=== EXTRACT TO READ ===

Developing DEI in a global organisation 

Michaela Martin is no stranger to developing DEI in a global organisation. She is enthusiastic about unearthing the layers of DEI, making it more than just a buzzword within our corridors in all our 23 countries. 

Understanding what DEI is and its multifaced nature takes some effort, even for the experts.  

“When starting to work more concretely with DEI, I realised how narrow my thinking around DEI was and how much I have to learn myself, even as an HR person. I became aware of how much more there is to DEI than gender equality and ethnic origin”, Michaela explains and continues:  

“Digging deeper into the topic during my own learning path, I realised how much it is about understanding other’s viewpoints and becoming aware of your own biases. Creating a safe environment where everyone’s thoughts and ideas are valued and a place where everyone feels encouraged to be just who they are is truly at the core of this work.” 

The larger and more global the organisation becomes, the quicker these dimensions become revealed.  

The various dimensions of diversity span from the more basic or primary ones, which normally we cannot impact or change, to dimensions which can change over time and we might have control over in a different way.  

The dimensions of diversity include gender, religious beliefs, race, martial status, ethnicity, parental status, age, education,
physical and mental ability, income, sexual orientation, occupation, language, geographic location, and many more components.  

All dimensions of diversity will impact us and our identity throughout our lives and shape us as who we are as individuals and how we think and see the world. 

Raising awareness and getting senior-level commitment are the key starting points in developing DEI 

“We started to deepen our development and approach to diversity, equity and inclusion at Lindström in the autumn of 2023”, Helena says. 

In such a complex topic, it is wise to start raising awareness and organising many educational opportunities for employees at all levels. 

“Everything starts from being aware and more mindful about your own potential biases in your everyday interactions with others and especially when making decisions”, Michaela explains. 

While we have not seen DEI being a big challenge at Lindström, educating ourselves on the potential biases and having practices in place as we keep growing is vital. We also ensure we don’t work from a standpoint that people responsible for developing DEI know what DEI is specifically here at Lindström. 

That’s why we are collecting employee feedback on what DEI needs to look like at Lindström.

=== GIVEN DATA ===

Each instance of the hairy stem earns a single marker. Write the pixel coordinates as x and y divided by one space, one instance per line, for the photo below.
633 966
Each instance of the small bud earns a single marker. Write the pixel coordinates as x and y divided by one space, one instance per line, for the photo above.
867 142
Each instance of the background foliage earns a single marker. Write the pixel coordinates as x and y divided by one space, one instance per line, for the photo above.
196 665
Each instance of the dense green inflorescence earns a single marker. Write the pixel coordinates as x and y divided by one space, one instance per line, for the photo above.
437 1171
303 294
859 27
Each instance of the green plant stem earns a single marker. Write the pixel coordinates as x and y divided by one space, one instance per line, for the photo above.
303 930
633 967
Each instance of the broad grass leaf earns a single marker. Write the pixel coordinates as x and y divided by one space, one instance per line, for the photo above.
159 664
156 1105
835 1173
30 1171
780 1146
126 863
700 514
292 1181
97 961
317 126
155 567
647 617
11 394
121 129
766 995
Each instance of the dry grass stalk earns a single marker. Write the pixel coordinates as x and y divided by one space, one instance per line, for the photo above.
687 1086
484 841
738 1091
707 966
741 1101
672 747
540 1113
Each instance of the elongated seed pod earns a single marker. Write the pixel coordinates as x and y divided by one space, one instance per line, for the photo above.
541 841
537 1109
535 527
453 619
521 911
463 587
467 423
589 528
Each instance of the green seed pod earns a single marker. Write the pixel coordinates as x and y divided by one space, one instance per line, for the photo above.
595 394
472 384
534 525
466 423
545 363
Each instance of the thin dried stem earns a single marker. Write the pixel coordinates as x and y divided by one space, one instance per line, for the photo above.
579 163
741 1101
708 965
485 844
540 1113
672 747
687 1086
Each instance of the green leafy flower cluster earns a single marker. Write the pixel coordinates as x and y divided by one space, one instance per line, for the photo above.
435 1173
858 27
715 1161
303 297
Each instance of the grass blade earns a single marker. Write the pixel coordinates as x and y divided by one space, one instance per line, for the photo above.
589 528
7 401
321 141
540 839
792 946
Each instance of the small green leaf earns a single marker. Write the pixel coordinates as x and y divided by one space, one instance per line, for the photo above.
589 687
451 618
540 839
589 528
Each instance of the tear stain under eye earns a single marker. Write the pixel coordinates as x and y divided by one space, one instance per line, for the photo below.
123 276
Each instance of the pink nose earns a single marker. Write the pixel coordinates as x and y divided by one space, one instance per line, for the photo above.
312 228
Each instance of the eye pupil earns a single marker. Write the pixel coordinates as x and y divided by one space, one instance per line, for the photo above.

===

#### WRITTEN TASK 1
Decide whether each statement agrees with the extract on developing DEI at Lindström, answering yes or no and quoting the deciding words: (a) The organisation operates in 23 countries. (b) Lindström began deepening its DEI approach in the spring of 2023. (c) Michaela Martin came to see DEI as covering only gender equality and ethnic origin.
#### WRITTEN TASK 2
According to the extract on developing DEI at Lindström, what are the key starting points in developing DEI?
#### WRITTEN TASK 3
Using the extract on developing DEI at Lindström, explain why employee feedback is being collected on what DEI needs to look like there.
The records can be set aside.

#### TASK ANSWER 1
(a) Yes: "in all our 23 countries"
(b) No: "at Lindström in the autumn of 2023"
(c) No: "how much more there is to DEI than gender equality and ethnic origin"

#### TASK ANSWER 2
Raising awareness and getting senior-level commitment.

#### TASK ANSWER 3
Lindström does not want to assume that the people responsible for developing DEI already know what DEI specifically means at Lindström. For that reason, it asks employees for feedback on what DEI needs to look like.